▶ _The problem_:
Repeat each record below exactly, omitting whatever pictures appear in it.

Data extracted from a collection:
------------------------
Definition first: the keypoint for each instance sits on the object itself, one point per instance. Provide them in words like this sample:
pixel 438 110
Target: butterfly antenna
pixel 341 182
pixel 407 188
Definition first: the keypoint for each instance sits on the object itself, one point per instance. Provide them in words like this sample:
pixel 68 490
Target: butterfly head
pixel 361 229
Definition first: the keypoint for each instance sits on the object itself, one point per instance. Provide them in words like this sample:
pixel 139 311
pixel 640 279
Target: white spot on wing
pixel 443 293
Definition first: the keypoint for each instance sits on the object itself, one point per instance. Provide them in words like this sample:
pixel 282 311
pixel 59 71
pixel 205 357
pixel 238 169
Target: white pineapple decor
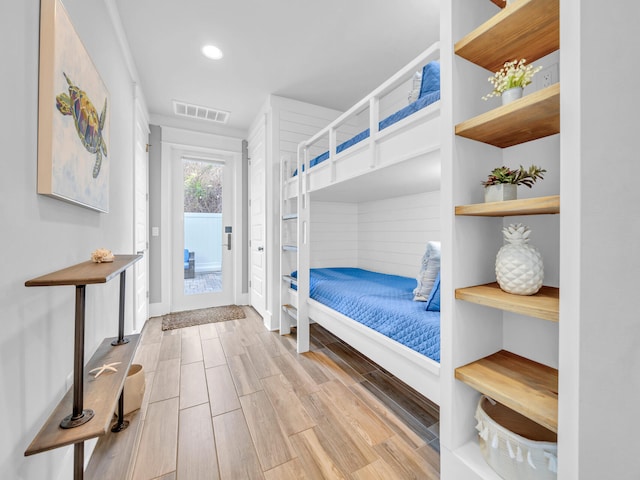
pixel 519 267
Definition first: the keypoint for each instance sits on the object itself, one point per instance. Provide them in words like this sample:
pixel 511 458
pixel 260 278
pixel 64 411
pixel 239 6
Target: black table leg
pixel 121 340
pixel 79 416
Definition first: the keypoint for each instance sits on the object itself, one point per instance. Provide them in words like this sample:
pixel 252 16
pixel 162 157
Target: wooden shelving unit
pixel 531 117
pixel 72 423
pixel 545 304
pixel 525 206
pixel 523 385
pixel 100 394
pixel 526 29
------------------------
▶ _Output of the task_:
Definition first: the keypoint for each instance sits on the object itself, one point per instance. Provide them in words like this sample:
pixel 438 110
Target: butterfly antenna
pixel 341 182
pixel 407 188
Definition first: the keypoint for each instance sits on the object itself, one point per instance. Provide them in words like this sample:
pixel 68 490
Target: butterfly head
pixel 361 229
Definition first: the keypoint for each instance sits on the object itself, one point per instance. Provide them in words like this sample:
pixel 139 311
pixel 640 279
Target: white spot on wing
pixel 443 293
Definition first: the keypoint for each instance sits on the object itself, one point per instance. Provide them in words like this sample:
pixel 282 311
pixel 59 71
pixel 205 357
pixel 238 169
Target: white pineapple decor
pixel 519 267
Definition first: the keypoint for each instance sits on the object itself, one point per instance. Provide them in words like this sample:
pixel 511 458
pixel 260 278
pixel 64 411
pixel 239 6
Target: black table leg
pixel 121 340
pixel 79 416
Definition first: the keypoint for each instance sits on the object itself, one point per instance. Provide them in words like this sample:
pixel 252 16
pixel 162 157
Target: wooden shelving unit
pixel 531 117
pixel 72 423
pixel 545 304
pixel 525 206
pixel 523 385
pixel 100 394
pixel 526 29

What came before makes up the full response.